**Task description:**
The answer is the set of lines that include "Place", copied from the data below.

(Records provided Opens)

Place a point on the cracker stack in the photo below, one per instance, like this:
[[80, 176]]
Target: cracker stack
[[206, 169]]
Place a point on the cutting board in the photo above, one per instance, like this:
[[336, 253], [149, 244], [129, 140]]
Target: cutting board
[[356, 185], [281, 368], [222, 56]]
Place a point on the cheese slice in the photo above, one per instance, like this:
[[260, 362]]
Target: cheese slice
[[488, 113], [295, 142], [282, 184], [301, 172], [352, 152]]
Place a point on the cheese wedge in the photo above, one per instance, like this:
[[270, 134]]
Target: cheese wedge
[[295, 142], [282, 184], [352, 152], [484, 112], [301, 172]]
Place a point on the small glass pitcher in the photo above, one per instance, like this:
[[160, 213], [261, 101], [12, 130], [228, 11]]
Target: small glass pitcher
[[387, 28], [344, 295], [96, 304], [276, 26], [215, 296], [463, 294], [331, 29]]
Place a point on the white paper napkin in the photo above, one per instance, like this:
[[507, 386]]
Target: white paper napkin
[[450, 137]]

(Records provided Closes)

**Finished exercise:**
Place a point on the cracker stack in the photo below, one per instance, like this:
Place a point on the cutting board in the photo above, one per instance, like this:
Place a point on the cheese slice in the photo above, one per instance, like this:
Place a point on the cheese wedge in the photo above, one per instance, like this:
Place a point on the small glass pitcher in the photo above, one per instance, like this:
Place a point on the white paper napkin in the photo above, one per instance, like this:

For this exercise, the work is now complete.